What is expected = In the material below, copy word for word every line from the one containing "Query: black newsboy cap" through the final line, including both.

Records for this exercise =
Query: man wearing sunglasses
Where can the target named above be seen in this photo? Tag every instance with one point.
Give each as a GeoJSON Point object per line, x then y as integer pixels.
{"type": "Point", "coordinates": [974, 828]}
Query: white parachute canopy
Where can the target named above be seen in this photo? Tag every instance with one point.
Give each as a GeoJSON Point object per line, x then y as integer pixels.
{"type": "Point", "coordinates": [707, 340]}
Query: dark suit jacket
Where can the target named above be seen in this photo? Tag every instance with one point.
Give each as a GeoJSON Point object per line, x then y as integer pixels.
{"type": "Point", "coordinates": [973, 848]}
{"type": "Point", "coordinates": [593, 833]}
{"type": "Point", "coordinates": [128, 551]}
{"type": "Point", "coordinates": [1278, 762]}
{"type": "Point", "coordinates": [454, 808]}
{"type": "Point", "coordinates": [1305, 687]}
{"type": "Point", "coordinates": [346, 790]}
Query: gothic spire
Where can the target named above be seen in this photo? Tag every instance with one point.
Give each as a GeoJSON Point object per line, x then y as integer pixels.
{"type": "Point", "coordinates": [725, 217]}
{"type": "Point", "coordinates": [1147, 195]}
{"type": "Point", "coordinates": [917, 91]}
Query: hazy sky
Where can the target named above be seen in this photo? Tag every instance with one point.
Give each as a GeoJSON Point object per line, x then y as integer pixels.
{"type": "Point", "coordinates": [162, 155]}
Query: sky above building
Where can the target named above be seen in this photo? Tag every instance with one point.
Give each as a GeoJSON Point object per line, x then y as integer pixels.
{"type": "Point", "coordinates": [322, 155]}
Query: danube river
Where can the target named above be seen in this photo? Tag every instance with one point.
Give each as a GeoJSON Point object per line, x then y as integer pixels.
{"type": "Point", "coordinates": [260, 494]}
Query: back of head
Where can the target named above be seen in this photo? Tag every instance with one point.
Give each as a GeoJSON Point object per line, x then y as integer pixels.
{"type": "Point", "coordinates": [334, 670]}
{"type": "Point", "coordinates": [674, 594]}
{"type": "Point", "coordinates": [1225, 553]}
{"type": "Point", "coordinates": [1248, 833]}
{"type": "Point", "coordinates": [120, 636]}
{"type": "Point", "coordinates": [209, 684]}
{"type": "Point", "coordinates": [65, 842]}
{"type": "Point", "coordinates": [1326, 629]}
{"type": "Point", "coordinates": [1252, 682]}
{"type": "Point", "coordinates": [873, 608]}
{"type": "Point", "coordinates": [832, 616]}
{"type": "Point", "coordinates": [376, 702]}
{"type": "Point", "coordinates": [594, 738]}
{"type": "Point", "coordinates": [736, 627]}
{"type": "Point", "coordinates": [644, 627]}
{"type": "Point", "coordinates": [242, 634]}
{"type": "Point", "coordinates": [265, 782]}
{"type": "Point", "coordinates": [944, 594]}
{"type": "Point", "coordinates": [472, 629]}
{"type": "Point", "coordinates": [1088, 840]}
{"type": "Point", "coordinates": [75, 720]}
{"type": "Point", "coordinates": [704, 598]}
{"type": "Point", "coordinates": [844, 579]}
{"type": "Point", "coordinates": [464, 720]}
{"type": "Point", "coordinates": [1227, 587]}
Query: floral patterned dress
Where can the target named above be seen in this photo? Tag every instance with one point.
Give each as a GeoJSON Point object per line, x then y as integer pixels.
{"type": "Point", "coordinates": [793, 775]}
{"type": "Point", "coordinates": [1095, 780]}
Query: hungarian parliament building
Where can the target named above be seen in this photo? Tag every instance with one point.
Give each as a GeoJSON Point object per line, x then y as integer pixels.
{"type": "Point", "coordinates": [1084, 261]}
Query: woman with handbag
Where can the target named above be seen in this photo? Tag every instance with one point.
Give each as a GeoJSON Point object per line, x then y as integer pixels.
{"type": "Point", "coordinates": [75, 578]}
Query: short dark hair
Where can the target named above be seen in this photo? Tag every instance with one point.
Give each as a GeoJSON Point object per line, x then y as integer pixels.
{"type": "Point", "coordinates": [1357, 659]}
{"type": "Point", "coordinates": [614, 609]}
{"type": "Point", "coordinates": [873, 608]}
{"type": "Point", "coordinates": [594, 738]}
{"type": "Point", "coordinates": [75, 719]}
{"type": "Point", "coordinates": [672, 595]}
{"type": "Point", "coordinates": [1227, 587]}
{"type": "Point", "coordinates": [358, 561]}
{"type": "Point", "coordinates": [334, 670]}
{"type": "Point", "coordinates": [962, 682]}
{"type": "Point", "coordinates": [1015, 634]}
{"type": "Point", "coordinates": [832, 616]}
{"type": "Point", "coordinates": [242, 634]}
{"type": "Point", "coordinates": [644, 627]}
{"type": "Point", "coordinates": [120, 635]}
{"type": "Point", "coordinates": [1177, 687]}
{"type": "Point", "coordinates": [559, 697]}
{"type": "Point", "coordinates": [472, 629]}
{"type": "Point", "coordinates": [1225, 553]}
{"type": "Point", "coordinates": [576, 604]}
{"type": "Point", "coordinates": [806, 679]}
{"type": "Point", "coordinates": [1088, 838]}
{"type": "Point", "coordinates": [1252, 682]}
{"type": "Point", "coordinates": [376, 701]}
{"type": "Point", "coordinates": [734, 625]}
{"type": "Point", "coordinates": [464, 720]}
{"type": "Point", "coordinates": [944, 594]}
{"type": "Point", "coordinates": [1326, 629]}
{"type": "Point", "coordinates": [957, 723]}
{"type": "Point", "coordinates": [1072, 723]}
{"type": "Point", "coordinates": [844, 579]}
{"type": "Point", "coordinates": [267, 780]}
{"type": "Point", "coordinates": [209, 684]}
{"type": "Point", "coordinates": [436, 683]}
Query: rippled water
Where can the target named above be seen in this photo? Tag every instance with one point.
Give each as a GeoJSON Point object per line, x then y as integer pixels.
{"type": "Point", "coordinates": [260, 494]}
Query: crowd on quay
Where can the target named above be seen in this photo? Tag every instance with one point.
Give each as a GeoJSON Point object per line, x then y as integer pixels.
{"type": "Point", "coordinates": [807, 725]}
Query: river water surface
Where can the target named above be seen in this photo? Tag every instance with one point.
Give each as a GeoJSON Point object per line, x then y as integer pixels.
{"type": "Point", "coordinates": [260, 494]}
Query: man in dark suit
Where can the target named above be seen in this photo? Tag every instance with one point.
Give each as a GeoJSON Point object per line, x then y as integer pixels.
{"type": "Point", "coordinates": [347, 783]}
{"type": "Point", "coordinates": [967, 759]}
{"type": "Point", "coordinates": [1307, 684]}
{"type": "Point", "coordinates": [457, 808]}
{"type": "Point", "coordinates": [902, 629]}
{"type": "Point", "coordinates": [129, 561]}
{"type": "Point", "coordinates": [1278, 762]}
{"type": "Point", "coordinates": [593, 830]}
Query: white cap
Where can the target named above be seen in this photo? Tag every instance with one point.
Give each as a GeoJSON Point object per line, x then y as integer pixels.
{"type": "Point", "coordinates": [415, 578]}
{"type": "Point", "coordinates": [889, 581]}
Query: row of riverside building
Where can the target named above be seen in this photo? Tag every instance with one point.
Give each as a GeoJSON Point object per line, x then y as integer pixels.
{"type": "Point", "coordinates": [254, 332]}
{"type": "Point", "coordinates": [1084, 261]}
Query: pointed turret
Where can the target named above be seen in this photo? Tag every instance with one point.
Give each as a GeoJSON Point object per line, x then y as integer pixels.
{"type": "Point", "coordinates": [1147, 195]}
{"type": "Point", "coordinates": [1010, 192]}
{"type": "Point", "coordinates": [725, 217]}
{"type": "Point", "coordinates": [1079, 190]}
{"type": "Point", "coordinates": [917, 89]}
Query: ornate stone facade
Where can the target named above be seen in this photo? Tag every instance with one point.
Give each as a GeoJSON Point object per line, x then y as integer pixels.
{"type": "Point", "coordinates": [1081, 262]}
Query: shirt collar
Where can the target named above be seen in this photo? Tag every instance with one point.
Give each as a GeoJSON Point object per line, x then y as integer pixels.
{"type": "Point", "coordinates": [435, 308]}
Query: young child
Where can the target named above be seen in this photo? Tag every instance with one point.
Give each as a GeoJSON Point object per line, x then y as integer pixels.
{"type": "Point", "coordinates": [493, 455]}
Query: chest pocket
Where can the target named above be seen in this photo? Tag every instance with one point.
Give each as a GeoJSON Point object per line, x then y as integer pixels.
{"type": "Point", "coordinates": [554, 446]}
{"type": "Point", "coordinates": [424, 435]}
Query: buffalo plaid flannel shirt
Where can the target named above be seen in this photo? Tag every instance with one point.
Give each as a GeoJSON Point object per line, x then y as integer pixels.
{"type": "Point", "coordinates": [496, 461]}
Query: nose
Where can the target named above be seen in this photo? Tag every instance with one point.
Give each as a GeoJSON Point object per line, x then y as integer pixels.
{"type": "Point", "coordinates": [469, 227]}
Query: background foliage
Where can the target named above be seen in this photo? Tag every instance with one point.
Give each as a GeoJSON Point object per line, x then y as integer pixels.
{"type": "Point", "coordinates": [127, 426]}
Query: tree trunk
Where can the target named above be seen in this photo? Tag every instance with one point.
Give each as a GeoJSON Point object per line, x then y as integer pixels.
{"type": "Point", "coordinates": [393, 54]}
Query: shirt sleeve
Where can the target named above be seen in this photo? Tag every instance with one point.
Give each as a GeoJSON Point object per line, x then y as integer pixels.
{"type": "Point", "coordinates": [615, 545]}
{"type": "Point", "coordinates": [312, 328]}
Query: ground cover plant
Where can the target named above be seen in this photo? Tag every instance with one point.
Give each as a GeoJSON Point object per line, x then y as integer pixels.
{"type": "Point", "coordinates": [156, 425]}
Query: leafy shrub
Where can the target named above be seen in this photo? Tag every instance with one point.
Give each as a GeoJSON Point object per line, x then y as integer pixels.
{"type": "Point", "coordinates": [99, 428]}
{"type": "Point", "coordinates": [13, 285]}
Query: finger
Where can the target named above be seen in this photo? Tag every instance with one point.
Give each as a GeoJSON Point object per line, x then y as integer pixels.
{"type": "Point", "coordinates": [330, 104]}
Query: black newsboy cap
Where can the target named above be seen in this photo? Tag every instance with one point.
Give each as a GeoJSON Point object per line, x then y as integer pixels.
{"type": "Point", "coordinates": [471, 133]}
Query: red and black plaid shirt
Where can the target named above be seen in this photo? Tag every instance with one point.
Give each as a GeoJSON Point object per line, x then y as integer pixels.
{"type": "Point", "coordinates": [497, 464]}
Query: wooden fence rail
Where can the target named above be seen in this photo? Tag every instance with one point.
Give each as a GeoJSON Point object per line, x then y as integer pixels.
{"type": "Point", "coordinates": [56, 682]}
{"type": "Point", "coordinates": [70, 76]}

Response to the task =
Query: black newsboy cap
Where can the target named above be seen in this photo? Tag every instance with one point.
Give each as a GeoJSON Point object per line, x then y as integer pixels.
{"type": "Point", "coordinates": [471, 133]}
Query: red and black plaid shirt
Where can the target named above be seen in this photo? Tag every instance with one point.
Give each as a GeoJSON Point object per line, x then y as integer pixels.
{"type": "Point", "coordinates": [497, 464]}
Query: wooden fence rail
Where can the target named above be seen in this photo? Tag every instance with one point.
Give each as a GeoJSON Point object per line, x then y as integer pixels.
{"type": "Point", "coordinates": [56, 682]}
{"type": "Point", "coordinates": [70, 76]}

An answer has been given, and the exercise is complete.